» Stated problem A: Retype the technical note on using IPUs for machine learning from "1. Using IPUs" up to and including "the Poplar SDK?".
» Stated problem B: In the technical note on using IPUs for machine learning, condense the paragraph beginning "The Poplar® SDK is a complete tool chain" into a short bulleted list that keeps its main facts.
» Stated problem C: Proceed with the technical note on using IPUs for machine learning, picking up after its last sentence.
--- Start Document text ---
1. Using IPUs for machine learning

If you have previously been using GPUs for your machine learning (ML) models then there are a few programming changes that you need to be aware of when starting to use IPUs. In this technical note we provide a high-level overview of these differences and give references to where you can find more details.

You can find a good introduction to the IPU programming model in the IPU Programmer’s Guide.

This document answers the following questions:

What is the Poplar SDK?
What is different for training?
What is different for fine-tuning?
What is different for performance profiling?
What is different for inference?
What if I want to use a larger system?
Can I use HuggingFace models?
Are there Jupyter notebooks for IPUs I can try?
What can I do if I get out of memory errors?
Can I use CUDA code with IPUs?
Where can I find some example code?

2. Poplar SDK

The Poplar® SDK is a complete tool chain for creating graph software in machine learning. Poplar integrates with industry-standard frameworks including TensorFlow, PyTorch, PyTorch Geometric, PyTorch Lightning and Open Neural Network Exchange (ONNX), enabling you to run your machine learning models on IPUs. Models are compiled by Poplar to run in parallel on one or more IPUs.
--- End Document text ---
--- Start Supplied entries ---
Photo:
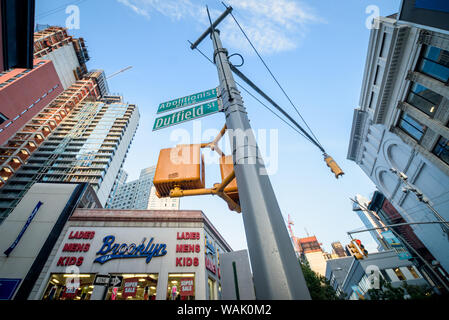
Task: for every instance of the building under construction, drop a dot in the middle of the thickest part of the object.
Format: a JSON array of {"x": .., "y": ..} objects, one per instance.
[
  {"x": 80, "y": 137},
  {"x": 69, "y": 55}
]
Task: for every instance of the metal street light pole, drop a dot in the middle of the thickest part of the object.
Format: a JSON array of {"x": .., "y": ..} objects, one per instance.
[{"x": 277, "y": 272}]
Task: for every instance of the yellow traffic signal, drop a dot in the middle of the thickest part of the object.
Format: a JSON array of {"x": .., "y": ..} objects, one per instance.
[
  {"x": 355, "y": 250},
  {"x": 226, "y": 168},
  {"x": 333, "y": 165},
  {"x": 361, "y": 247},
  {"x": 182, "y": 166}
]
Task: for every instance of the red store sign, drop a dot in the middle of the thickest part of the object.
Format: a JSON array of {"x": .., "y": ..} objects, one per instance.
[
  {"x": 75, "y": 247},
  {"x": 189, "y": 261}
]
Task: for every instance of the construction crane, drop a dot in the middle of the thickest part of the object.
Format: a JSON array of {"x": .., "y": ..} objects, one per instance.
[{"x": 118, "y": 72}]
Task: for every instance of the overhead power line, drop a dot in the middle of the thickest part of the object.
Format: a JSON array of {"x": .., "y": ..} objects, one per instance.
[{"x": 274, "y": 78}]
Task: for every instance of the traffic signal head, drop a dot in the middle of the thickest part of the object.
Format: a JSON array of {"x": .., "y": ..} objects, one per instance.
[
  {"x": 361, "y": 247},
  {"x": 182, "y": 166},
  {"x": 226, "y": 168},
  {"x": 353, "y": 248},
  {"x": 333, "y": 165}
]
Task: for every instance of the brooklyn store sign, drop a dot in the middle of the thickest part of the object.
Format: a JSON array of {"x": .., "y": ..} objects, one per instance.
[{"x": 111, "y": 250}]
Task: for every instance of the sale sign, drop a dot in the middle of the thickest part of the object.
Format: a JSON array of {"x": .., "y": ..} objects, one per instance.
[
  {"x": 187, "y": 287},
  {"x": 130, "y": 287}
]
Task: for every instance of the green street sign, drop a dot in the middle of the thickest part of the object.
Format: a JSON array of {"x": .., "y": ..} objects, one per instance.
[
  {"x": 186, "y": 115},
  {"x": 188, "y": 101}
]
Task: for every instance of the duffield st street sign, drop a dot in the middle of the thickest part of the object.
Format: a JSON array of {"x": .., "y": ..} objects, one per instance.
[
  {"x": 186, "y": 115},
  {"x": 188, "y": 100}
]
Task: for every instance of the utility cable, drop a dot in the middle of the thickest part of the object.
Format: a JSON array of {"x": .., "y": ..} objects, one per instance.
[
  {"x": 272, "y": 75},
  {"x": 57, "y": 9},
  {"x": 206, "y": 57},
  {"x": 212, "y": 30}
]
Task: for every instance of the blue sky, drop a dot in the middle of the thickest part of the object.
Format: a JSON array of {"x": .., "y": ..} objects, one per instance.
[{"x": 316, "y": 49}]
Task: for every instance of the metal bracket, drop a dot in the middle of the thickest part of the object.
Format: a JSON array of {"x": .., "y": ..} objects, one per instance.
[{"x": 218, "y": 188}]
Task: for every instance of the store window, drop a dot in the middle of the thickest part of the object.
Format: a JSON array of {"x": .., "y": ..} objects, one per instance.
[
  {"x": 424, "y": 99},
  {"x": 441, "y": 149},
  {"x": 134, "y": 287},
  {"x": 399, "y": 274},
  {"x": 181, "y": 286},
  {"x": 211, "y": 289},
  {"x": 69, "y": 287},
  {"x": 412, "y": 127},
  {"x": 435, "y": 63}
]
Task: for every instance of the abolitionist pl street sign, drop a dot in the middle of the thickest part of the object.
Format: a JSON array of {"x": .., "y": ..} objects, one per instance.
--- End Supplied entries ---
» Result A:
1. Using IPUs for machine learning

If you have previously been using GPUs for your machine learning (ML) models then there are a few programming changes that you need to be aware of when starting to use IPUs. In this technical note we provide a high-level overview of these differences and give references to where you can find more details.

You can find a good introduction to the IPU programming model in the IPU Programmer’s Guide.

This document answers the following questions:

What is the Poplar SDK?

» Result B:
- The Poplar SDK is a complete tool chain for creating graph software in machine learning.
- It integrates with TensorFlow, PyTorch, PyTorch Geometric, PyTorch Lightning and ONNX, so machine learning models can run on IPUs.
- Poplar compiles models to run in parallel on one or more IPUs.

» Result C:
3. Training on IPUs

There are a few changes that you will need to make to your model when starting to use IPUs instead of GPUs for training. What you will need to change depends on the framework that you originally used for your model.

3.1. PyTorch models

If you want to use IPUs for training your PyTorch model, you will need to use PyTorch for the IPU.

PyTorch for the IPU (also known as PopTorch) is a set of extensions for PyTorch to enable PyTorch models to run directly on the IPU. PopTorch compiles PyTorch models into Poplar executables and also provides IPU-specific functions.

You only need to make a minor change to your PyTorch model in order to be able to use it on the IPU for training. You need to add a training wrapper. This function accepts a PyTorch model (torch.nn.Module) and creates a version of the model that can be executed on the IPU.

We have some examples of using PyTorch for the IPU for training, including a simple example with small data, how to achieve efficient data loading and pipelining, which is useful if your model too big to fit in the memory of one IPU.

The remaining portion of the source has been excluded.